• 読解用抜粋:

+--

最期まで口から食べられる街づくりを目指し 約30種の専門職が連携して「食」を支援

人は口から食べる力を失うと、胃ろうや点滴で栄養を補っても徐々に衰えてしまう。命をつなぐには、食べて栄養を取ることが重要であるにもかかわらず、口から食べるための支援は驚くほどおろそかにされている――。そんな問題意識を持ち、活動しているのが新宿食支援研究会だ。さまざまな専門職が集うこの団体の目標は、新宿を「最期まで口から食べられる街」にすることであり、日本を「最期まで口から食べられる国」にすることだ。その取り組みを、代表を務める五島朋幸さんに伺った。

歯科医だけで食支援はできないと痛感。
メールで仲間に連携を呼びかける

東京・新宿で歯科医院を開業している五島朋幸さんが、訪問歯科診療を始めたのは1997年のこと。歯医者に行けない寝たきりの人の家を訪れて、入れ歯の作製や調整をしようと考えていた。ところが、そのころちょうど「誤嚥性肺炎が口腔ケアで予防できる」という論文が発表され、訪問歯科は一気に口腔ケア、そして摂食嚥下障害ケアの時代に。五島さんは、大学時代には習ったこともない口腔ケアや摂食嚥下障害ケアに、試行錯誤しながら取り組むことになった。

+--

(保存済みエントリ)
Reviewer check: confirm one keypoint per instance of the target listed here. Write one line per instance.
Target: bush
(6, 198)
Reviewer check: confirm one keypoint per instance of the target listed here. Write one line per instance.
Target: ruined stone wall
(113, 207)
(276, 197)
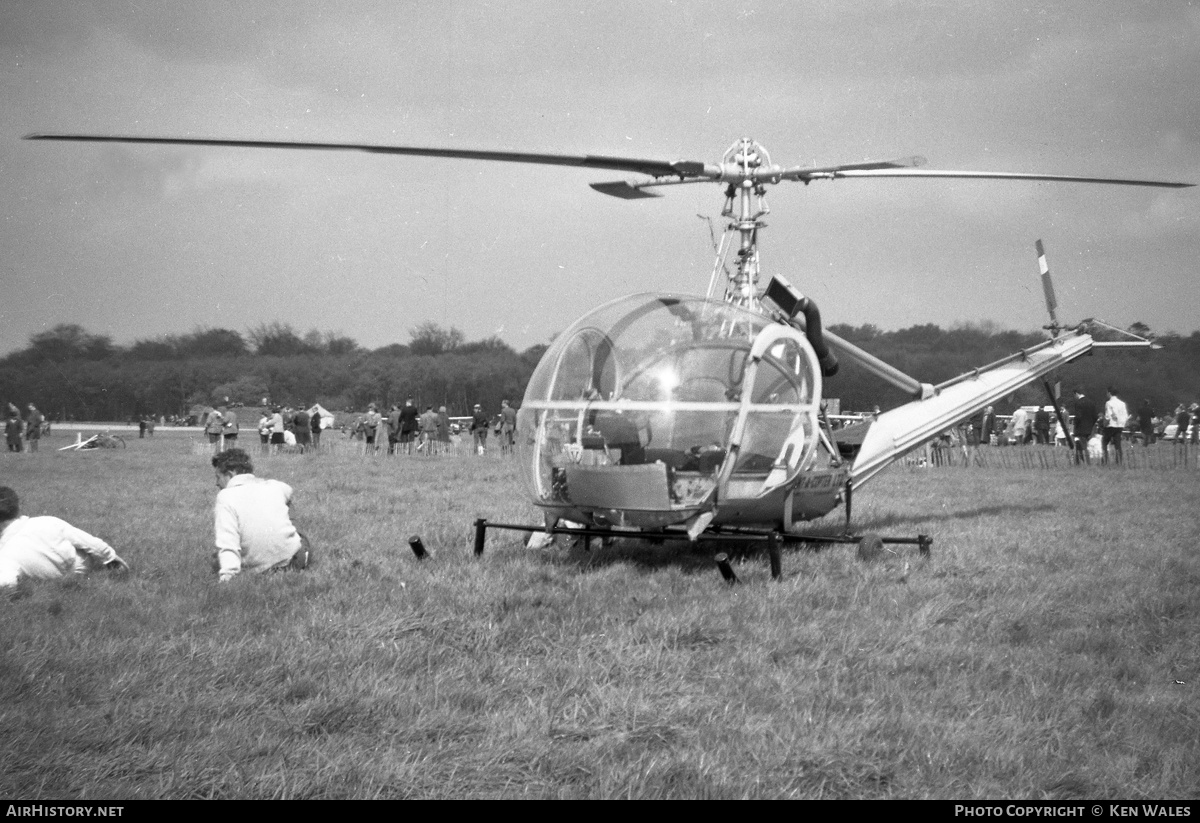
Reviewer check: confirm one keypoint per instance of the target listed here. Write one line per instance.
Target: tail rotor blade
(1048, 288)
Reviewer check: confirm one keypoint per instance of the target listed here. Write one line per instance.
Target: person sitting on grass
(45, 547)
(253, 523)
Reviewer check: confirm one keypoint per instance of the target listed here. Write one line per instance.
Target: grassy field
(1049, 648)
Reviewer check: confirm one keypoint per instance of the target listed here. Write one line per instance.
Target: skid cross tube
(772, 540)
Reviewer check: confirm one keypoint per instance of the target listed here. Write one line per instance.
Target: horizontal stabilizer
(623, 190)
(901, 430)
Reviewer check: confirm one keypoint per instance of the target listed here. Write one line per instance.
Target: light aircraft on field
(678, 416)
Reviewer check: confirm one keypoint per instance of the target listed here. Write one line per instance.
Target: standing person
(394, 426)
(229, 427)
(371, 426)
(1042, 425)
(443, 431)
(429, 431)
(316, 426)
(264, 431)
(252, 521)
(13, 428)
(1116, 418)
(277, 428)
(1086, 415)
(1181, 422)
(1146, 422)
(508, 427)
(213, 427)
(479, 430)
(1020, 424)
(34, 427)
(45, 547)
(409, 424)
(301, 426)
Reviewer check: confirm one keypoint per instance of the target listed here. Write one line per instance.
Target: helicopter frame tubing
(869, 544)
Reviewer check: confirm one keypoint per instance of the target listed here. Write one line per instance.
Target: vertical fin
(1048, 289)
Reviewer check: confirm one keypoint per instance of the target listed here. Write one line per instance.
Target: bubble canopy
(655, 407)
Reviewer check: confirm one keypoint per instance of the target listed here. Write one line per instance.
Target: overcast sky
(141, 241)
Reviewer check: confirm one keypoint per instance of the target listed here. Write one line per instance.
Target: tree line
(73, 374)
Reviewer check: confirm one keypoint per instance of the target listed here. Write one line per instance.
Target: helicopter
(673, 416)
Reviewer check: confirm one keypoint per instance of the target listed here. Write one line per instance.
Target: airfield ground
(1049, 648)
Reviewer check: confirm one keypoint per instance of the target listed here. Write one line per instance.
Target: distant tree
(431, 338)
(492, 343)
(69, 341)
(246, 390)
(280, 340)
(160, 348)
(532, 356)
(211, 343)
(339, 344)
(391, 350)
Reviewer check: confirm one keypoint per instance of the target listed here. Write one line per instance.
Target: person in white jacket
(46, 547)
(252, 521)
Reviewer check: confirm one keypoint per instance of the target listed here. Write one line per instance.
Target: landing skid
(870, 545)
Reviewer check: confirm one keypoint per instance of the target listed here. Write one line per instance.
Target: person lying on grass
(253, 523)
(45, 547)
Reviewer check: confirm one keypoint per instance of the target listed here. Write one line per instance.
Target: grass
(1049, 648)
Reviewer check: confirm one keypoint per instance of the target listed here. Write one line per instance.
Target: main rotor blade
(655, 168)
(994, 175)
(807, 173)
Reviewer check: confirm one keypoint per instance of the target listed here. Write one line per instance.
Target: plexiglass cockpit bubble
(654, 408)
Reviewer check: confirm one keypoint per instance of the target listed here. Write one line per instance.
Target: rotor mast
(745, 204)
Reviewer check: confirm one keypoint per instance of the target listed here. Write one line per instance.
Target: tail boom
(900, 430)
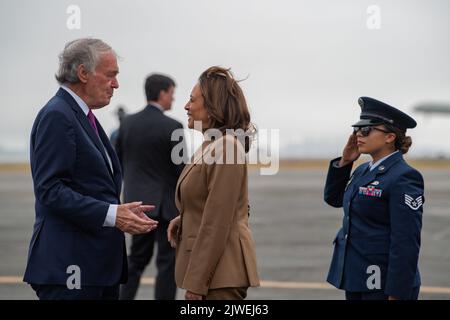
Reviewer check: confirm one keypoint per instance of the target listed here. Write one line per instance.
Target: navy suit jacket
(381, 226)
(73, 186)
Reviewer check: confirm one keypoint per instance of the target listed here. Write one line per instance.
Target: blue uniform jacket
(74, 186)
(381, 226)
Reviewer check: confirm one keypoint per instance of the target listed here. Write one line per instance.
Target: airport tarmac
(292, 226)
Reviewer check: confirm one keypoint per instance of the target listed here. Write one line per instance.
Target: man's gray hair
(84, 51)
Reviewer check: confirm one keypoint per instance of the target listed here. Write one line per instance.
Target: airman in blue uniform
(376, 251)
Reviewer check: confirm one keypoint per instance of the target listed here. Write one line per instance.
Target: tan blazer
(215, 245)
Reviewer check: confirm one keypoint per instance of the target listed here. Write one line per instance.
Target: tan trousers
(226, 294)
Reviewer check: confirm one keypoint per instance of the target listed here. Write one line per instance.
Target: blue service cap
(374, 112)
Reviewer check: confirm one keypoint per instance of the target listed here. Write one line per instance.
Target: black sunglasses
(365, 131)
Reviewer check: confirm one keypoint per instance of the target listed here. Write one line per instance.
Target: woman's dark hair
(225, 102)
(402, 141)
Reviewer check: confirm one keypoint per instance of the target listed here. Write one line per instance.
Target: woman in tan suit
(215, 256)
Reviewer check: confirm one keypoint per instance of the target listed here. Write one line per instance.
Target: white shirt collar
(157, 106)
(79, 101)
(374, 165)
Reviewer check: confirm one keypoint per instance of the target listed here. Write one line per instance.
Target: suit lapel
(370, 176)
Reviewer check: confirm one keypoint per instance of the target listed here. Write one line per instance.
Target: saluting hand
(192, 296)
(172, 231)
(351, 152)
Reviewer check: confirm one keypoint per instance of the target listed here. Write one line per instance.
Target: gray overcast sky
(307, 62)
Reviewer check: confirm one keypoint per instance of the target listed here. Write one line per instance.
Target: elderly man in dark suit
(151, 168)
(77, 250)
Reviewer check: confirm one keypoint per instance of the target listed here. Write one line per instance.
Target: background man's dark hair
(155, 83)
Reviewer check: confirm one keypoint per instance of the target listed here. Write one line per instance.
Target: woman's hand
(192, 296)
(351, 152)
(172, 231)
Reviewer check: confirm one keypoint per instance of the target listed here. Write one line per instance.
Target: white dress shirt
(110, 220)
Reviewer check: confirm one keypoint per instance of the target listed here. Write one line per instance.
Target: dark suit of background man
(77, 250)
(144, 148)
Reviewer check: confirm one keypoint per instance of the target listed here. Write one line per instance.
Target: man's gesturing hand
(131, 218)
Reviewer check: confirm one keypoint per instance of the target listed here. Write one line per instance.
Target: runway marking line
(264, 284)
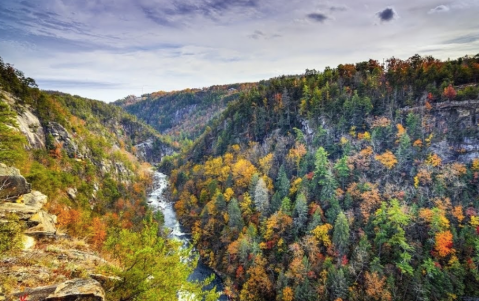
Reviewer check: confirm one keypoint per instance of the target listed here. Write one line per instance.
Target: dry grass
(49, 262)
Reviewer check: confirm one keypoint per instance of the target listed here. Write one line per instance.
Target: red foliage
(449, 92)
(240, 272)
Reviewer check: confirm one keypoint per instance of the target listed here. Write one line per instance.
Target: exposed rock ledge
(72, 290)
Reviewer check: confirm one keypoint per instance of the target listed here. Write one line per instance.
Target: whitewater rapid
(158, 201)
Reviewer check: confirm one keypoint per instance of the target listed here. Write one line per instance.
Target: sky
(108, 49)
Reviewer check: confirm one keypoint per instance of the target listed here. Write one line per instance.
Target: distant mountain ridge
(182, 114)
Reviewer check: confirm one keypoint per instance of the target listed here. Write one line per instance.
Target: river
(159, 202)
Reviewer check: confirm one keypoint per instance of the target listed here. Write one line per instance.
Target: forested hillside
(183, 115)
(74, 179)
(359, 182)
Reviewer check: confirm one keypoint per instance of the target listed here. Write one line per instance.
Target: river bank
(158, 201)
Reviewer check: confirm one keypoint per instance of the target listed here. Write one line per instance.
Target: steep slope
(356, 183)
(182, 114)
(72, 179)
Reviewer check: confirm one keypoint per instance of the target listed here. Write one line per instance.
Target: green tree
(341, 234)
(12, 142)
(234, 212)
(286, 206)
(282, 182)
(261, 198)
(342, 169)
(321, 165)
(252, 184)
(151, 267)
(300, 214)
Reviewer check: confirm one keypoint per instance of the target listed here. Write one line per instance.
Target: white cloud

+--

• 課題一覧:
1 > 次の(a)〜(c)がそれぞれ食支援の文章の内容と合っているかを「はい」か「いいえ」で答え、判断の決め手となる文章中の語句をそのまま引用しなさい。(a) 五島朋幸さんは新宿食支援研究会の代表を務めている。(b) 五島さんが訪問歯科診療を始めたのは1997年である。(c) 五島さんは大学時代に口腔ケアを習っていた。
2 > 食支援の文章のうち、「東京・新宿で歯科医院を開業し」から「ながら取り組むことになった。」までのすべてを、一字も変えずにそのまま返しなさい。

• 課題別の解答:
1 >
(a) はい:「代表を務める五島朋幸さんに伺った」
(b) はい:「訪問歯科診療を始めたのは1997年のこと」
(c) いいえ:「大学時代には習ったこともない口腔ケアや摂食嚥下障害ケアに」

2 >
東京・新宿で歯科医院を開業している五島朋幸さんが、訪問歯科診療を始めたのは1997年のこと。歯医者に行けない寝たきりの人の家を訪れて、入れ歯の作製や調整をしようと考えていた。ところが、そのころちょうど「誤嚥性肺炎が口腔ケアで予防できる」という論文が発表され、訪問歯科は一気に口腔ケア、そして摂食嚥下障害ケアの時代に。五島さんは、大学時代には習ったこともない口腔ケアや摂食嚥下障害ケアに、試行錯誤しながら取り組むことになった。